Your answer must be an exact transcription of every record.

Segment Start: MATERIAL FOR THIS EXERCISE

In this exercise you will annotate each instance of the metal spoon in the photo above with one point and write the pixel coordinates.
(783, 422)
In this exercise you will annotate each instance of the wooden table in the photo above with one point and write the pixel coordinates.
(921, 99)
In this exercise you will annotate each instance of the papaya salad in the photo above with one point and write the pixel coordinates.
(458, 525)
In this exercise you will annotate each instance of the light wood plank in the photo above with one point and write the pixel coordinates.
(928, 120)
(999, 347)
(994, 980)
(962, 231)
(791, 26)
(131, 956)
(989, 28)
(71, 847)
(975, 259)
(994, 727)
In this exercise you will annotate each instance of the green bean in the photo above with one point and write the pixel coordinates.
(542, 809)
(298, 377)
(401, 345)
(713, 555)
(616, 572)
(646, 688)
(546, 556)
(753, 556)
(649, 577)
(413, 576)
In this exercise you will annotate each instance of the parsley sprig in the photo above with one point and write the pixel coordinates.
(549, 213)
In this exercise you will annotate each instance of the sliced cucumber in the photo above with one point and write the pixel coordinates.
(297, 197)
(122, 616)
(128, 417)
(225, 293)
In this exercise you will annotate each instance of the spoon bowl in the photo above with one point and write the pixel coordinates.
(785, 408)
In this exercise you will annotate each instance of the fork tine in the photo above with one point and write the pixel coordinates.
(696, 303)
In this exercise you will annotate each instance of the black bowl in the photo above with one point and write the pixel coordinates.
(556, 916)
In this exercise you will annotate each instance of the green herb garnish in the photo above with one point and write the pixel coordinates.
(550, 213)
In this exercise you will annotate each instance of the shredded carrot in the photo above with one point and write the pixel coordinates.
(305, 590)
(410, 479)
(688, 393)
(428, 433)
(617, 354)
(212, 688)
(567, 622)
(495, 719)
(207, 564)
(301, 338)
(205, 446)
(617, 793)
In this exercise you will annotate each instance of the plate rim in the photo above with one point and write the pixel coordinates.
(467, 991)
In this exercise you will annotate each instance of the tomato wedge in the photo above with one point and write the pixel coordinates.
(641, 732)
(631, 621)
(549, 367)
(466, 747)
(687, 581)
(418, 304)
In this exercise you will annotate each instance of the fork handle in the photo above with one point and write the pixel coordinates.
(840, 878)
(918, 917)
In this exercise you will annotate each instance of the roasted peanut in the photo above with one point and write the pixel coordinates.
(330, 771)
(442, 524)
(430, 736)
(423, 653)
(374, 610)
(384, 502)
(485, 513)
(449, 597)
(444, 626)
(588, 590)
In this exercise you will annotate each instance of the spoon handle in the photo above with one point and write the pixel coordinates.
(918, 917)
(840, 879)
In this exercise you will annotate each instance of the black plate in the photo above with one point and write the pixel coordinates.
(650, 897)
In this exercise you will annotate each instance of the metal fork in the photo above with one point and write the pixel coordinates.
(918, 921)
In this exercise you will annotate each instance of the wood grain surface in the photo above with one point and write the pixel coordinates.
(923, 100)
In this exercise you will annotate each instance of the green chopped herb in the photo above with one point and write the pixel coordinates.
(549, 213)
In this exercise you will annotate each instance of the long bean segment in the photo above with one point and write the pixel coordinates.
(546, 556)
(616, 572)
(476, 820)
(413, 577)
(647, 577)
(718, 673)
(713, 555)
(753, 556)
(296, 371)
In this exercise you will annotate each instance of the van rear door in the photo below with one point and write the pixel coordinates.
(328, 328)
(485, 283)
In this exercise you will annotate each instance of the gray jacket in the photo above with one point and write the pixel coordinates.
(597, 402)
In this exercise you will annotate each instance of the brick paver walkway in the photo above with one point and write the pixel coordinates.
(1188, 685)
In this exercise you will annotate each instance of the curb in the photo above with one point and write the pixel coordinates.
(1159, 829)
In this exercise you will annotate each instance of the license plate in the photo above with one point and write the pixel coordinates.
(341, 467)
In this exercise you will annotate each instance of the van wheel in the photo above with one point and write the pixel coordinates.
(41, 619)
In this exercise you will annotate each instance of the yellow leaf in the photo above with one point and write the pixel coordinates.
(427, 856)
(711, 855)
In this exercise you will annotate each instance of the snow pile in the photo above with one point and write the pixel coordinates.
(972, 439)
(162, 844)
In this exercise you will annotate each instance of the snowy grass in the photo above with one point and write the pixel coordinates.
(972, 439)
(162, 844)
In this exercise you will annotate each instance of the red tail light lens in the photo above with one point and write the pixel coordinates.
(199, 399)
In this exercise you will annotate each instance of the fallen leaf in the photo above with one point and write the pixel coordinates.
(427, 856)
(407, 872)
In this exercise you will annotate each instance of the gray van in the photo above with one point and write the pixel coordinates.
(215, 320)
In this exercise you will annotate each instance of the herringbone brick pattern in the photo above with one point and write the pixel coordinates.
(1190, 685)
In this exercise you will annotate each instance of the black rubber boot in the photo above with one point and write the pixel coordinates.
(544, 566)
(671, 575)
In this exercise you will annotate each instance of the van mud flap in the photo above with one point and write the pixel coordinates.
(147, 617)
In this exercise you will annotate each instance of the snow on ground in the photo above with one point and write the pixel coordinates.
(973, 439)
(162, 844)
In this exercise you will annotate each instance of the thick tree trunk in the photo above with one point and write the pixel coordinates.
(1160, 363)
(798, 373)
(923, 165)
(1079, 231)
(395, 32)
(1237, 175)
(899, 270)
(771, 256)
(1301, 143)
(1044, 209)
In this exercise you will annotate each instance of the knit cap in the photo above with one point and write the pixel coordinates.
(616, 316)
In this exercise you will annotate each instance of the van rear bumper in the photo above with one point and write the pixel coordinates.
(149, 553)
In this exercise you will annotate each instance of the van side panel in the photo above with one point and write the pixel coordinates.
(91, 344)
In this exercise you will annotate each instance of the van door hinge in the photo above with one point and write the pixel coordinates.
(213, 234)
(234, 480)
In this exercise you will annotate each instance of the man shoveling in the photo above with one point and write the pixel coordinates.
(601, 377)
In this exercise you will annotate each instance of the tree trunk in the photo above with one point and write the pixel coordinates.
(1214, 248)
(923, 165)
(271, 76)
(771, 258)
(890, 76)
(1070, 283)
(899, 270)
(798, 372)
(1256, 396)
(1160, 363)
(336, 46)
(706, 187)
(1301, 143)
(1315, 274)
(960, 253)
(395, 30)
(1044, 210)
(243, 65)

Segment End: MATERIAL FOR THIS EXERCISE

EXERCISE RESPONSE:
In this exercise you will annotate each instance of the metal spoon in the photo above with one point and write the pixel coordinates.
(783, 422)
In this exercise you will annotate each instance of the wooden table in the photo above with one point and write the pixel coordinates.
(921, 99)
In this exercise you will annotate each instance of the papaya salad in the photo above with one point and write the pixel coordinates.
(458, 525)
In this exercise you will annotate each instance of the light wood plank in the photo above with one point and write the pixel coordinates.
(928, 120)
(999, 347)
(994, 980)
(962, 231)
(791, 26)
(131, 956)
(989, 28)
(71, 847)
(975, 259)
(994, 727)
In this exercise you will annotate each instance of the green bean in the photo above with one point and write the pixel coordinates.
(542, 809)
(298, 377)
(401, 345)
(713, 555)
(616, 572)
(646, 688)
(546, 556)
(753, 556)
(649, 577)
(413, 576)
In this exercise you will annotate each instance of the parsley sprig in the photo above with one point and write the pixel coordinates.
(549, 213)
In this exercise you will annotate each instance of the sliced cucumber in the photo above with one point and write the pixel coordinates.
(297, 197)
(122, 616)
(128, 417)
(225, 293)
In this exercise you will annotate each instance of the spoon bowl in the photo above with one point and write the pixel coordinates.
(785, 408)
In this exercise you will annotate each instance of the fork tine in the photo above with one point and write the pixel coordinates.
(696, 303)
In this exercise you will annotate each instance of the black bowl in the photo above with one point and write the pixel coordinates.
(556, 916)
In this exercise you will annotate each instance of the green herb garnish in the photo above with one point and write the pixel coordinates.
(550, 213)
In this exercise you will annotate each instance of the shredded carrot in the photo above with one point and write the pixel coordinates.
(305, 590)
(410, 479)
(688, 393)
(428, 433)
(617, 354)
(212, 688)
(567, 622)
(495, 719)
(207, 564)
(301, 338)
(205, 446)
(617, 793)
In this exercise you will annotate each instance of the plate rim in the photo above with one point and write the pixel coordinates.
(467, 991)
In this exercise you will annotate each instance of the tomato wedge in the photo above with one point and write the pixel coordinates.
(641, 732)
(631, 621)
(549, 367)
(466, 747)
(687, 581)
(418, 304)
In this exercise you will annotate each instance of the fork handle in the photo above with one point and write the pixel coordinates.
(840, 878)
(918, 917)
In this exercise you will annotate each instance of the roasted peanut in the photo above with one point and write the pixel coordinates.
(330, 771)
(442, 524)
(430, 736)
(423, 653)
(374, 610)
(384, 502)
(485, 513)
(449, 597)
(444, 626)
(588, 590)
In this exercise you will annotate each instance of the spoon handle in the photo above with one point and write the pixel coordinates.
(918, 917)
(840, 879)
In this exercise you will annotate each instance of the black plate in the photo above with one point and write the pixel coordinates.
(650, 897)
In this exercise you will annotate each instance of the metal fork in the photo above with one point and write the pixel coordinates.
(918, 921)
In this exercise you will annotate each instance of the wood grain surface in the photo above with one point and write the pixel coordinates.
(923, 100)
In this exercise you will annotate each instance of the green chopped herb in the photo above with one point and write the pixel coordinates.
(549, 213)
In this exercise you will annotate each instance of the long bean segment in the photo above with one point and write the pixel coordinates.
(546, 556)
(616, 572)
(476, 820)
(413, 577)
(647, 577)
(718, 673)
(713, 555)
(753, 556)
(296, 371)
In this exercise you will annotate each instance of the van rear door in the photo below with one point and write the pixel coordinates.
(328, 328)
(485, 283)
In this exercise you will annotate each instance of the gray jacket in the photo above with one point and write the pixel coordinates.
(597, 402)
In this exercise you will annotate each instance of the brick paver walkway in the photo above with one point and write the pixel coordinates.
(1188, 685)
In this exercise you will annotate each instance of the curb in the photo above with one point and write the pixel coordinates.
(1159, 829)
In this exercise you will annotate each instance of the license plate in the photo above with one point and write the pixel coordinates.
(341, 467)
In this exercise you will annotate each instance of the van wheel in the photo above with one point and write the pixel coordinates.
(41, 619)
In this exercise you will annotate each instance of the yellow leaf in the photo above with one point and write the pixel coordinates.
(427, 856)
(711, 855)
In this exercise you will annotate each instance of the snow pile in the photo above with one point and write the pixel coordinates.
(972, 439)
(162, 844)
In this exercise you will annotate each instance of the snowy grass in the photo above with one point and write the pixel coordinates.
(972, 439)
(162, 844)
In this exercise you will annotate each instance of the red tail light lens in the photo above with one point and write the pixel coordinates.
(199, 399)
In this exercise you will annotate each instance of the fallen leaf in the photo above with one point and write the pixel coordinates.
(427, 856)
(407, 872)
In this exercise you will annotate each instance of the gray van in the photo above with one point and write the pixel coordinates.
(215, 320)
In this exercise you will annotate each instance of the herringbone brick pattern in the photo above with one point and write the pixel coordinates.
(1190, 685)
In this exercise you will annotate each instance of the black rubber boot in the photo above with one point and write the pixel coordinates.
(544, 566)
(671, 575)
In this exercise you will annotate each instance of the van mud flap in the photo above with one point and write the pixel coordinates.
(147, 617)
In this exercise you will annotate each instance of the snow on ground in the photo above with one point and write the pixel coordinates.
(973, 439)
(162, 844)
In this exercise you will annotate each instance of the thick tree trunk in the photo above with one point and write the pixel coordinates.
(1160, 363)
(798, 373)
(923, 165)
(1079, 231)
(395, 32)
(1237, 175)
(899, 270)
(771, 256)
(1301, 143)
(1044, 209)
In this exercise you will annotate each instance of the knit cap in the photo above with one point and write the pixel coordinates.
(616, 316)
In this exercise you will annotate each instance of the van rear bumper in the photo above with one point and write the pixel coordinates.
(149, 553)
In this exercise you will annotate each instance of the van side panel in the photo above with one point and write the pixel coordinates.
(91, 344)
In this exercise you will annotate each instance of the van door hinge in the photo above with one point and write the pixel coordinates.
(213, 234)
(234, 480)
In this exercise you will annotate each instance of the man shoveling in the photo above with one point and write the pixel coordinates.
(601, 377)
In this exercise you will annotate each instance of the tree trunk in the photo above with one point and write the pixel coordinates.
(1214, 248)
(923, 165)
(271, 76)
(771, 258)
(890, 76)
(1070, 283)
(899, 270)
(798, 372)
(1256, 396)
(1160, 363)
(336, 46)
(706, 187)
(1301, 143)
(1315, 274)
(960, 253)
(395, 30)
(1044, 210)
(243, 65)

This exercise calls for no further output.